### Kutipan Dokumen
Laksamana Madya TNI (Purn) Freddy Numberi (Ist)
Oleh : Laksamana Madya TNI (Purn) Freddy Numberi, Founder Numberi Center
Pesan Presiden RI pertama Soekarno kepada anaknya Megawati “Perjuanganku lebih mudah karena mengusir penjajah, tetapi perjuanganmu akan lebih sulit karena melawan bangsamu sendiri “ ( Zulfa Simatur, Jakarta 2013 : hal. 135).
Demikian juga Wakil Presiden RI pertama Mohammad Hatta, mengatakan, ‘’Jatuh bangunnya negara ini sangat tergantung dari bangsa ini sendiri.’’ (Ir. Simon Felix Sembiring Ph.d, Gatra Pustaka , Jakarta. 2009 : hal XI).
Pernyataan kedua Founding Fathers RI tersebut sangat terasa setelah reformasi 1998 dan terjadi euforia demokrasi di seluruh Indonesia termasuk di Tanah Papua (Provinsi Papua dan Papua Barat). Apalagi setelah reformasi di mana terjadi banyak kasus korupsi yang melibatkan oknum pejabat. Bangsa ini seolah-olah lumpuh menghadapi bangsanya sendiri, karena masalah korupsi ini terjadi di mana-mana, baik di pusat maupun daerah. Bangsa ini terjangkit penyakit AIDS (Angkuh, Iri, Dendam, Serakah), sehingga membuat pemerintah kalang kabut menghadapi oknum-oknum pejabatnya sendiri.
Tanah Papua dengan adanya dana otonomi khusus (Otsus) sesuai UU NO. 21 Tahun 2001 memang banyak menimbulkan gejolak tersendiri di masyarakatnya, karena ada banyak uang namun Orang Asli Papua (OAP) tetap miskin. Padahal undang-undang Otsus merupakan hasil kompromi politik masyarakat Papua dengan pemerintah pusat untuk menyelesaikan konflik multi dimensi yang berkepanjangan sejak tahun 1963.
Faktor pemicu rasa ketidakpuasaan OAP terhadap pemerintah, antara lain : Pertama, hak-hak politik OAP dalam mengekspresikan diri dan lingkungannya setelah reformasi 1998 sering diredam serta malah dicurigai sebagai separatis.
Kedua, kesenjangan ekonomi antara pendatang dan OAP sangat mencolok sebagai akibat ketidakberpihakan baik Pemerintah Pusat maupun Pemerintah Daerah terhadap OAP. Banyak perusahaan besar yang merampas tanah Ulayat Masyarakat Adat secara semena-mena dan ada kesan pembiaran oleh Pemerintah. Contoh : PT Freeport Indonesia.
Ketiga, penegakan hukum juga tidak berjalan dengan baik, di mana banyak kasus korupsi di Tanah Papua yang menurut OAP tidak jelas penyelesaiannya karena sarat dengan KKN (Korupsi, Kolusi dan Nepotisme).

(Entri data yang terkumpul)
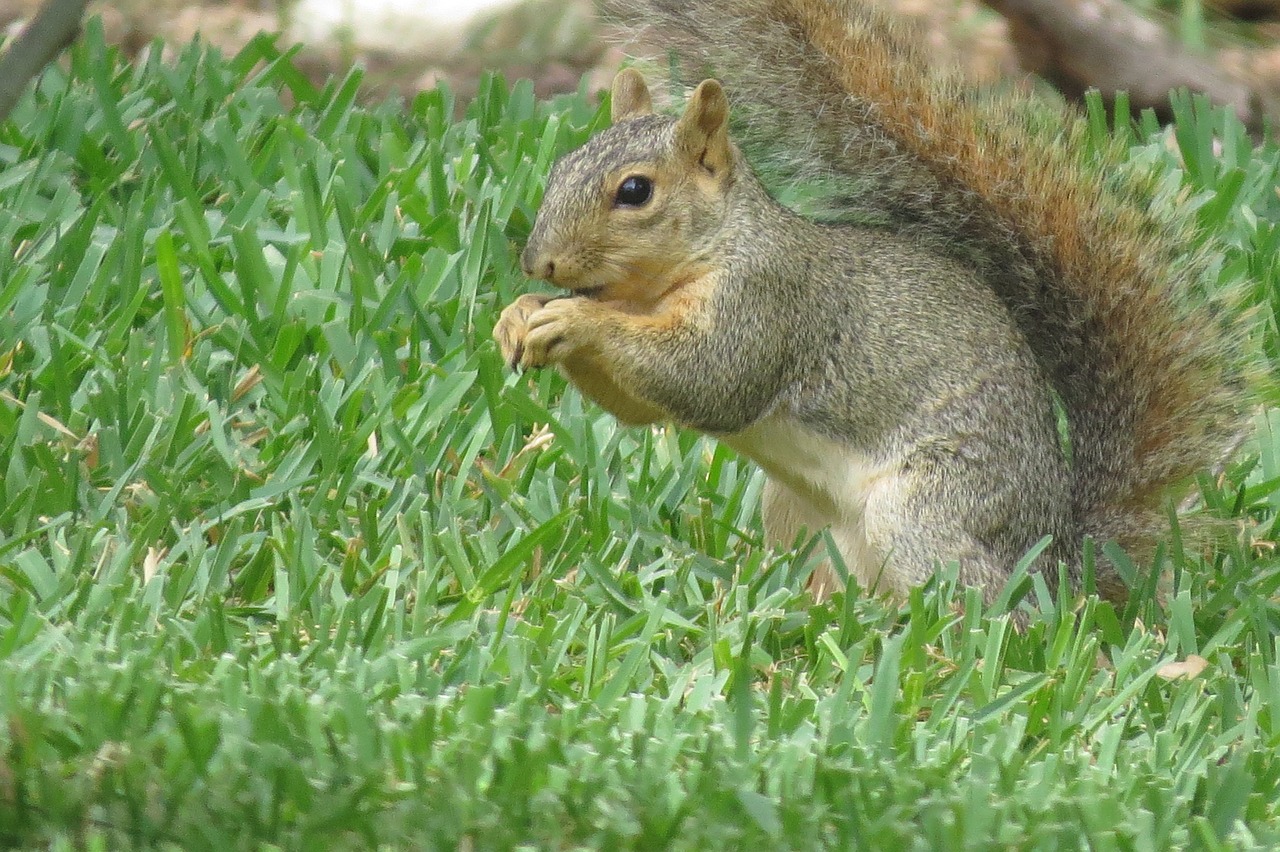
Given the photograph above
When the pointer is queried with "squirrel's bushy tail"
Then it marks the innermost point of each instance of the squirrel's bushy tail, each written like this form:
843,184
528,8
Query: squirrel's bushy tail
831,96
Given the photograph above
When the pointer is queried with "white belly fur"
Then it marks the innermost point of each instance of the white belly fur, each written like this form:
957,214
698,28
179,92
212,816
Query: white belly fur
827,484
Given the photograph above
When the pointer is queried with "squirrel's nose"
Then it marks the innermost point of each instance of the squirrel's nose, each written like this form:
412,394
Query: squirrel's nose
536,265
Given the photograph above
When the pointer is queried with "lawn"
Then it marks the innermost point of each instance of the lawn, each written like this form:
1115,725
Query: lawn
288,559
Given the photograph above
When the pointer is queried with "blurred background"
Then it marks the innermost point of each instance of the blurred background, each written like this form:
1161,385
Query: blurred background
1225,47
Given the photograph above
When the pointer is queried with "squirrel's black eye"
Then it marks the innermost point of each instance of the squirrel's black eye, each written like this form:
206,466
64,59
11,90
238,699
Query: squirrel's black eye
634,192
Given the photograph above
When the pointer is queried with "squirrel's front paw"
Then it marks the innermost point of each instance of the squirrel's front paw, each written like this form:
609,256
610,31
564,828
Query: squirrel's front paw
561,328
513,326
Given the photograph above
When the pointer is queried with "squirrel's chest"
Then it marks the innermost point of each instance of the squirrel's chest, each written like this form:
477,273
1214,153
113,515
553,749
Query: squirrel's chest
835,479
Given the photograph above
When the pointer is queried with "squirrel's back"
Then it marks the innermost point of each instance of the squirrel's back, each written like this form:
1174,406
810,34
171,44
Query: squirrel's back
833,97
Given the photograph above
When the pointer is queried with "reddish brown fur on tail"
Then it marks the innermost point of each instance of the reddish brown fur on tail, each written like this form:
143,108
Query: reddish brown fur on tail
1105,289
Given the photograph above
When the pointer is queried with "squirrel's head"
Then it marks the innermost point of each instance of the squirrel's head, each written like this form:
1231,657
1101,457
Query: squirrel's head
635,211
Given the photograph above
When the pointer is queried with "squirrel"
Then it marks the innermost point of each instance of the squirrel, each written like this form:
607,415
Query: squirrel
982,338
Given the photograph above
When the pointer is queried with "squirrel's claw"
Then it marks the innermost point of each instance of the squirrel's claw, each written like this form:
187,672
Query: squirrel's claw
512,328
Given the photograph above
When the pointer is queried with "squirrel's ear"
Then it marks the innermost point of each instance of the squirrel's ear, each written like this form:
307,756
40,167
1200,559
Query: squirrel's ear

### Daftar Tugas
1 - Cari semua baris dalam daftar yang memuat kata "bushy", lalu salin baris-baris itu. Huruf besar dan kecil harus sama persis.
2 - Lanjutkan tulisan tentang Tanah Papua dan otonomi khusus, mulai setelah kalimat terakhirnya.
Tulisan dan daftar di atas adalah dua bahan yang berbeda.

### Hasil Tiap Tugas
1 -
When the pointer is queried with "squirrel's bushy tail"
Then it marks the innermost point of each instance of the squirrel's bushy tail, each written like this form:
Query: squirrel's bushy tail

2 -
Keempat, dalam bidang sosial – budaya, OAP juga tergerus dari akar budaya mereka.
Kelima, Undang–undang Otonomi Khusus juga tidak berjalan sebagaimana mestinya.
Salah satu contoh adalah dana Otonomi Khusus. Menurut sumber dari Menteri Keuangan, realisasi sampai dengan Juli 2019, sebagai berikut :
- Dana Pendidikan dan Kesehatan, Provinsi Papua sebesar Rp 60. 859. 08 T sementara Propinsi Papua Barat Rp 19. 165. 75 T
- Dana Tambahan Infrastruktur (DTI), Provinsi Papua sebesar Rp 17. 938. 09 T, sedangkan Propinsi Papua Barat sebesar Rp 7. 679 . 88 T
Belum lagi dana yang digelontorkan sampai dengan tahun 2022 maupun dana lainnya yang diberikan Pemerintah Pusat kepada Pemerintah Daerah, seperti dana membangun stadion yang megah di Jayapura, Provinsi Papua.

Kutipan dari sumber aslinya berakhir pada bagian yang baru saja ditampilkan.